▸ To do
**A)** Output the portion of the Cheetahmen passage that lies between "- Scavenger –" and "Iraq Saddam Hussein.", inclusive, reproducing it word for word.
**B)** Continue the passage on the Cheetahmen franchise, beginning immediately after its final sentence.

The enemies included:
- Dr. Morbis – a malevolent scientific expert in the field of genetic engineering. His ultimate goals are never made clear.
- Cygore – a cyborg with a robotic arm. In marketing materials, he was depicted with a number of weapon-based attachments that were never used in the games, including a hammer and buzzsaw.
- Sub-Humans – Animals with human qualities, that were experiments created by Dr. Morbis.
  - White Rhino – an anthropomorphic rhinoceros, one of the "Sub-Humans" created by Dr. Morbis.
  - Scavenger – an anthropomorphic vulture, one of the "Sub-Humans" created by Dr. Morbis.
  - Hyena – an anthropomorphic hyena, one of the "Sub-Humans" created by Dr. Morbis.
  - Ape-Man – a chimpanzee-human hybrid, allegedly the most powerful of Dr. Morbis' "Sub-Humans".

== Video games ==
===Cheetahmen===
The initial game of this franchise was included on the Action 52 multi-game cartridge for the NES. It was inconsistently titled "Cheetah Men", "Cheetahmen", "Cheetamen", and "The Cheetahmen" within the game selection screen, title screen, and marketing materials. Gameplay consists of six levels, two for each of the three Cheetahmen. The second level includes a boss battle. Most of in-game enemies are characters from the other games of the Action 52 cartridge, including Satan Hosain, a parody of former president of Iraq Saddam Hussein.

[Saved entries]
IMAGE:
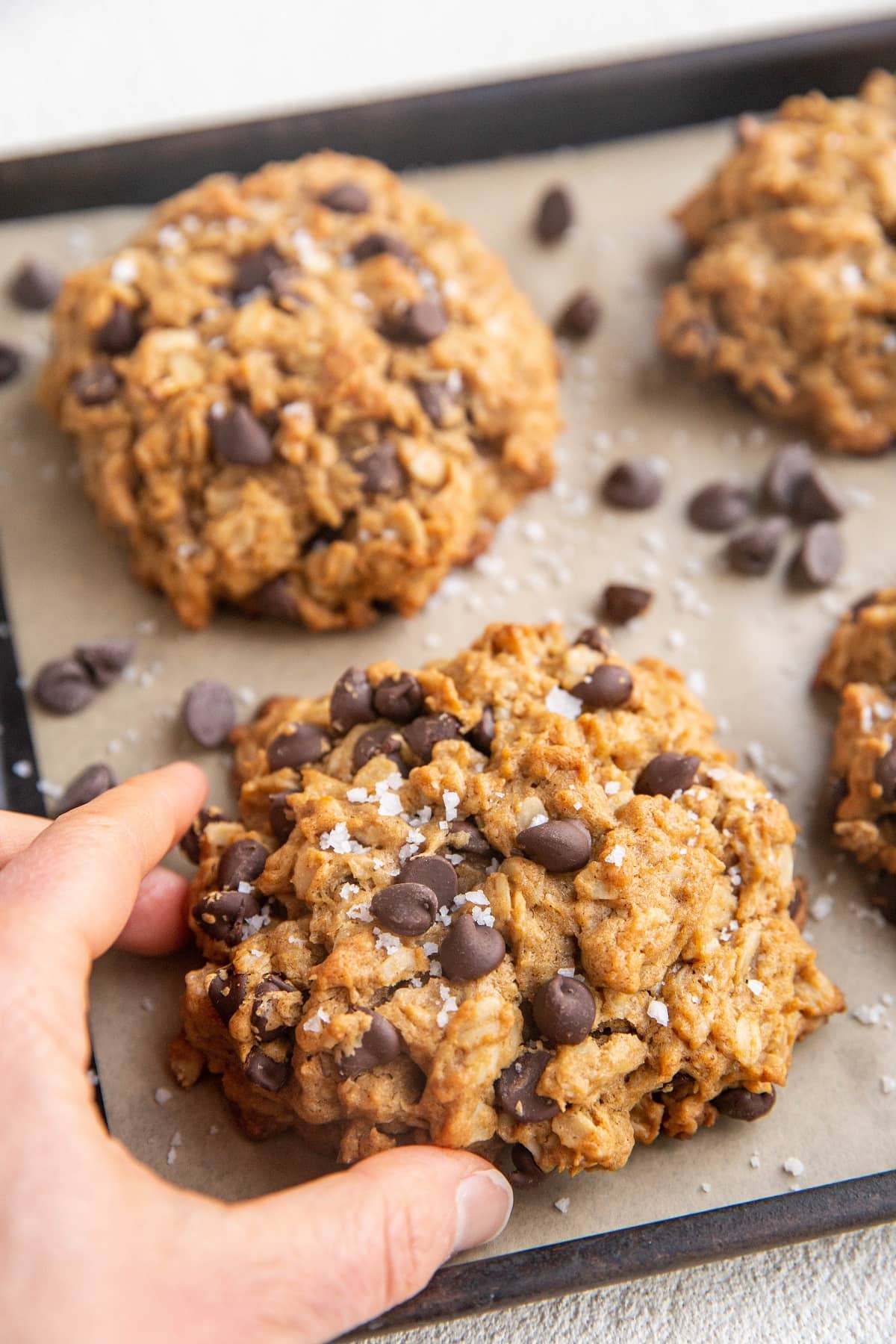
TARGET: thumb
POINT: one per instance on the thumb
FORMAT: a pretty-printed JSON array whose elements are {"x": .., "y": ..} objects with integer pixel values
[{"x": 327, "y": 1257}]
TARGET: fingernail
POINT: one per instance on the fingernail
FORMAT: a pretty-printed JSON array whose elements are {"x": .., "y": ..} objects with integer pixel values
[{"x": 484, "y": 1206}]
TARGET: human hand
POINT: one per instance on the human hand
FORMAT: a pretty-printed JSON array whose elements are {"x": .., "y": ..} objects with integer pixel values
[{"x": 94, "y": 1246}]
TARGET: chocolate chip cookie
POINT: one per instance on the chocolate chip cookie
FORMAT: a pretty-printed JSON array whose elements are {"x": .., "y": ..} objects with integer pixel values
[
  {"x": 791, "y": 293},
  {"x": 308, "y": 393},
  {"x": 520, "y": 897}
]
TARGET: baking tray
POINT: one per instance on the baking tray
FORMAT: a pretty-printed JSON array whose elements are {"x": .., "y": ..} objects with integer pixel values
[{"x": 519, "y": 117}]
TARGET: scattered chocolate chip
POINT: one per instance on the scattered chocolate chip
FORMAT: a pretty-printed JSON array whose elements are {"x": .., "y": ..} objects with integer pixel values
[
  {"x": 379, "y": 1045},
  {"x": 63, "y": 685},
  {"x": 399, "y": 698},
  {"x": 817, "y": 499},
  {"x": 741, "y": 1104},
  {"x": 120, "y": 332},
  {"x": 208, "y": 712},
  {"x": 555, "y": 215},
  {"x": 564, "y": 1011},
  {"x": 579, "y": 316},
  {"x": 469, "y": 951},
  {"x": 87, "y": 786},
  {"x": 238, "y": 437},
  {"x": 558, "y": 846},
  {"x": 265, "y": 1071},
  {"x": 633, "y": 485},
  {"x": 425, "y": 732},
  {"x": 721, "y": 505},
  {"x": 820, "y": 558},
  {"x": 243, "y": 860},
  {"x": 10, "y": 362},
  {"x": 348, "y": 198},
  {"x": 35, "y": 285},
  {"x": 667, "y": 774},
  {"x": 783, "y": 476},
  {"x": 514, "y": 1090},
  {"x": 605, "y": 688},
  {"x": 351, "y": 700},
  {"x": 435, "y": 873},
  {"x": 378, "y": 243},
  {"x": 107, "y": 659},
  {"x": 754, "y": 551},
  {"x": 481, "y": 735},
  {"x": 226, "y": 992},
  {"x": 301, "y": 746},
  {"x": 96, "y": 385},
  {"x": 406, "y": 907}
]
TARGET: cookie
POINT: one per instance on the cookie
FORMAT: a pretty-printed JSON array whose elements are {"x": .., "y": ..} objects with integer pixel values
[
  {"x": 793, "y": 288},
  {"x": 308, "y": 394},
  {"x": 517, "y": 897}
]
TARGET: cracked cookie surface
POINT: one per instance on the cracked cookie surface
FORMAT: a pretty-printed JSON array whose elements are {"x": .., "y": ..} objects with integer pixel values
[{"x": 308, "y": 393}]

▸ Answers to this exercise
**A)**
- Scavenger – an anthropomorphic vulture, one of the "Sub-Humans" created by Dr. Morbis.
  - Hyena – an anthropomorphic hyena, one of the "Sub-Humans" created by Dr. Morbis.
  - Ape-Man – a chimpanzee-human hybrid, allegedly the most powerful of Dr. Morbis' "Sub-Humans".

== Video games ==
===Cheetahmen===
The initial game of this franchise was included on the Action 52 multi-game cartridge for the NES. It was inconsistently titled "Cheetah Men", "Cheetahmen", "Cheetamen", and "The Cheetahmen" within the game selection screen, title screen, and marketing materials. Gameplay consists of six levels, two for each of the three Cheetahmen. The second level includes a boss battle. Most of in-game enemies are characters from the other games of the Action 52 cartridge, including Satan Hosain, a parody of former president of Iraq Saddam Hussein.

**B)**
===Cheetahmen II===
There were plans for a sequel, Cheetahmen II, but it was not completed (6 of 10 proposed levels were made) and was never officially released. In 1996, however, 1,500 copies of the game were found in a warehouse in Florida and eventually put on sale on the secondary market. All copies of the game were reused Action 52 cartridges, some with a small gold sticker reading "Cheeta [sic]". This cartridge is now very rare and hard to find.

In Cheetahmen II, the player again assumes the role of one of the three Cheetahmen (Aries, Apollo and Hercules); after defeating a boss at the end of the second level, they switch to the next Cheetahman for the following two levels, as in the Action 52 version. Due to a bug, it is impossible to get to the levels in which one plays Cheetahman Aries without altering the ROM image or experiencing a glitch that very rarely starts the game on these two levels.

A patch fixing all the game-breaking bugs was made freely available by romhacking.net member PacoChan in July 2011. Subsequently, a "fixed" version of the game titled Cheetahmen II: The Lost Levels was developed by Greg Pabich. The new version of the game was released on an actual NES cartridge and was intended to fix the fourth level end glitch found in the original game. To fund the game, Pabich started a Kickstarter program in which donors would be given rewards depending on the amount of money pledged. The program started on August 6, 2012, and lasted until September 6. As a promotional tie-in with the project, a video was shot starring James Rolfe (who initially gave the unreleased game a negative review on his Angry Video Game Nerd series), Patrick Contri (better known as Pat the NES Punk), The Game Chasers, and Pabich himself advertising the game. The Kickstarter was met with controversies regarding deceit or fraudulence on behalf of Pabich.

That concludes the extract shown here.